Point annotation listing
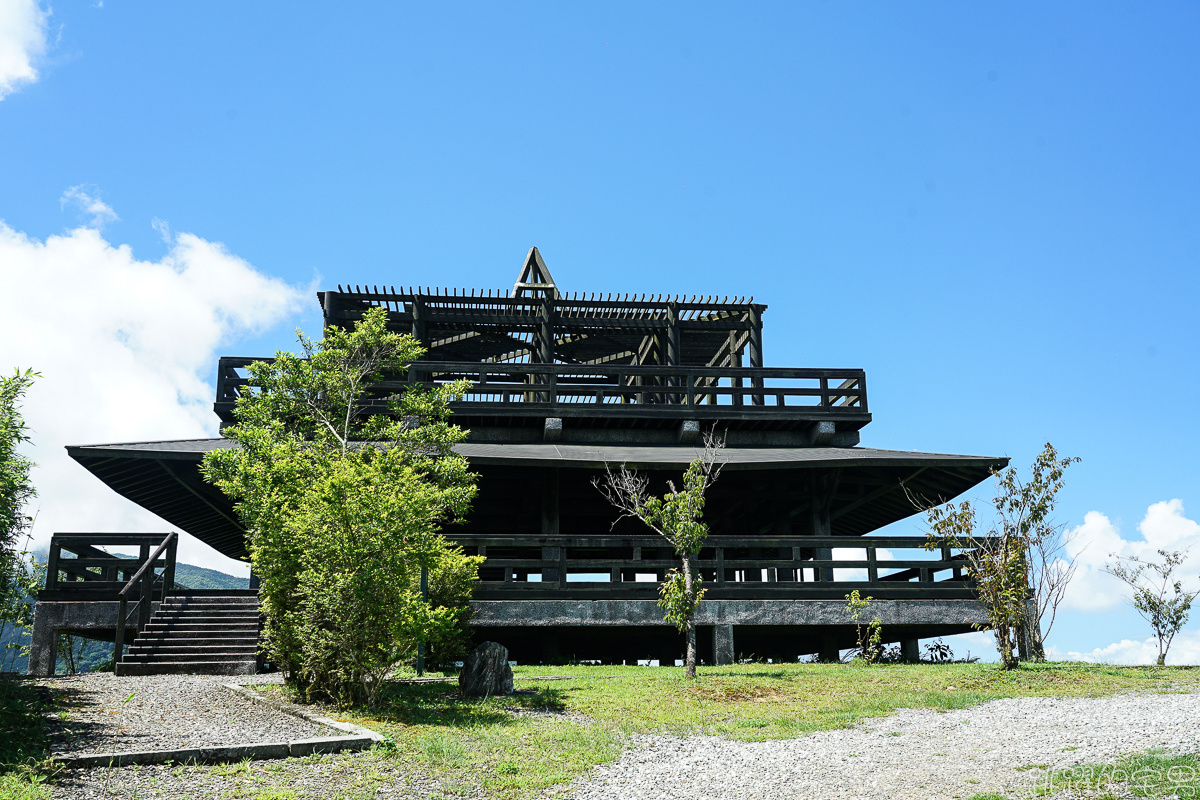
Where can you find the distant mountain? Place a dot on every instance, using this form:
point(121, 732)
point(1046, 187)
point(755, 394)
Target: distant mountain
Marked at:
point(94, 655)
point(198, 577)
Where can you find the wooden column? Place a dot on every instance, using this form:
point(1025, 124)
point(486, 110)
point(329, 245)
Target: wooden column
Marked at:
point(736, 361)
point(675, 350)
point(419, 322)
point(545, 353)
point(821, 525)
point(550, 522)
point(756, 350)
point(784, 528)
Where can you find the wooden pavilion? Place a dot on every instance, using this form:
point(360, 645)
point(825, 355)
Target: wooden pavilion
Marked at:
point(567, 384)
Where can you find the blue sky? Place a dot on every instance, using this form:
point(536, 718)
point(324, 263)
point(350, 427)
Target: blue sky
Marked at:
point(990, 208)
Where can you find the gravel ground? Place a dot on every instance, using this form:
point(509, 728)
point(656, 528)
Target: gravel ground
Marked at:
point(111, 714)
point(913, 753)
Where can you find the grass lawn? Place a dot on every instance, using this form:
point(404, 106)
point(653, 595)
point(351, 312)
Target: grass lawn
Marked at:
point(555, 731)
point(23, 745)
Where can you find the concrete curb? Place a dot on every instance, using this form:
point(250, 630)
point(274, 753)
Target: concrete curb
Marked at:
point(358, 738)
point(354, 731)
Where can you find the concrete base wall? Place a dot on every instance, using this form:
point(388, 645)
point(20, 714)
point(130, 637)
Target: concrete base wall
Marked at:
point(93, 619)
point(553, 613)
point(555, 631)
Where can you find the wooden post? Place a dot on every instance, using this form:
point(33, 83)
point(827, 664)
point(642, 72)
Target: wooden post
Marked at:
point(52, 565)
point(675, 350)
point(425, 596)
point(756, 352)
point(736, 362)
point(550, 524)
point(822, 525)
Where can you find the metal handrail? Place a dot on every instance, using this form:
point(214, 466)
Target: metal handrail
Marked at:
point(147, 597)
point(840, 391)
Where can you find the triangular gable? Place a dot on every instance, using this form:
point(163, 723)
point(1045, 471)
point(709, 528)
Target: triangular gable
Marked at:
point(534, 276)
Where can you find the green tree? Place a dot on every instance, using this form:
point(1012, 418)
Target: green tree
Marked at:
point(1161, 601)
point(1018, 563)
point(343, 489)
point(870, 637)
point(17, 569)
point(678, 517)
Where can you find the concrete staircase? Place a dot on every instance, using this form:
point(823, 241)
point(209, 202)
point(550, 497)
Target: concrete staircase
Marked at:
point(210, 633)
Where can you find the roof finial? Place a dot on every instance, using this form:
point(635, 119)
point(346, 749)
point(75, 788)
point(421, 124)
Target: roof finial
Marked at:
point(534, 277)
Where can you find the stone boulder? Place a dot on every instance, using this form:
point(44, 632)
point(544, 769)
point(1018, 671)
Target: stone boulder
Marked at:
point(486, 672)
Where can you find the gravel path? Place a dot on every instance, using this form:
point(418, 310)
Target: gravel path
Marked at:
point(913, 753)
point(109, 714)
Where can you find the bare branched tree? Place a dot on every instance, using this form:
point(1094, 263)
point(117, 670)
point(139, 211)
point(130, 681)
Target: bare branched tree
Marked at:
point(677, 517)
point(1019, 563)
point(1162, 601)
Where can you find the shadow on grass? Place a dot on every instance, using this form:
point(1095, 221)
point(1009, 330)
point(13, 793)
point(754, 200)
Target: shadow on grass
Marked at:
point(23, 734)
point(441, 704)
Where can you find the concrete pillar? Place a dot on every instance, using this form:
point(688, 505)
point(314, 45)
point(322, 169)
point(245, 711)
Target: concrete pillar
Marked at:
point(723, 644)
point(550, 521)
point(42, 650)
point(829, 650)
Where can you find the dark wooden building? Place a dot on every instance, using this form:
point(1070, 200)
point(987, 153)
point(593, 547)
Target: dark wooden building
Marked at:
point(565, 384)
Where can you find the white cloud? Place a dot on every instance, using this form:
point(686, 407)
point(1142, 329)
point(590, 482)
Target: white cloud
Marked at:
point(1185, 650)
point(1098, 539)
point(127, 349)
point(22, 42)
point(94, 210)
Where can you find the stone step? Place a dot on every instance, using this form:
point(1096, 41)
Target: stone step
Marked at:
point(197, 667)
point(217, 613)
point(187, 625)
point(237, 641)
point(202, 606)
point(175, 657)
point(174, 647)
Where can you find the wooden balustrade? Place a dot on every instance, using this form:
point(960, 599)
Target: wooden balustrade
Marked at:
point(535, 388)
point(732, 567)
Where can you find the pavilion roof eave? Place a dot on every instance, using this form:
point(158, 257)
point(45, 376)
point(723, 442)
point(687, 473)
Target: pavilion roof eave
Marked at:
point(165, 479)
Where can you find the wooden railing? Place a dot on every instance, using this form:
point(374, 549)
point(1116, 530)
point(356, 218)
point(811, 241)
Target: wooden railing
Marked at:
point(537, 388)
point(78, 569)
point(77, 566)
point(147, 582)
point(732, 567)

**Short task:**
In the part of the listing that opens with the line containing "Where can you find the concrete base" and closes with the line containing "point(678, 517)", swap "wooden post" for "timber post" wherever it occurs, leaving everything else as it is. Give back only those lines.

**The result:**
Where can you find the concrete base wall? Place a dot on every instance, using this form:
point(388, 645)
point(20, 714)
point(130, 637)
Target: concrete base wall
Marked at:
point(93, 619)
point(553, 613)
point(555, 631)
Where can you find the timber post? Place a dot on every instance, using this form:
point(33, 83)
point(827, 664)
point(642, 72)
Target: timber post
Marked at:
point(52, 565)
point(675, 350)
point(425, 596)
point(756, 352)
point(736, 362)
point(550, 524)
point(822, 525)
Where can you find the metal handrail? Place a dot on every instance, using this form:
point(214, 466)
Target: metal handrail
Marked at:
point(147, 597)
point(840, 391)
Where can you find the triangular gable? Place a dot on every instance, using this form:
point(163, 723)
point(1045, 471)
point(709, 528)
Target: triangular gable
Marked at:
point(534, 276)
Where can you find the green tree? Place a dot on every instance, using this form:
point(1012, 418)
Target: green tree
Marked at:
point(1161, 601)
point(1018, 563)
point(343, 489)
point(870, 637)
point(17, 569)
point(678, 517)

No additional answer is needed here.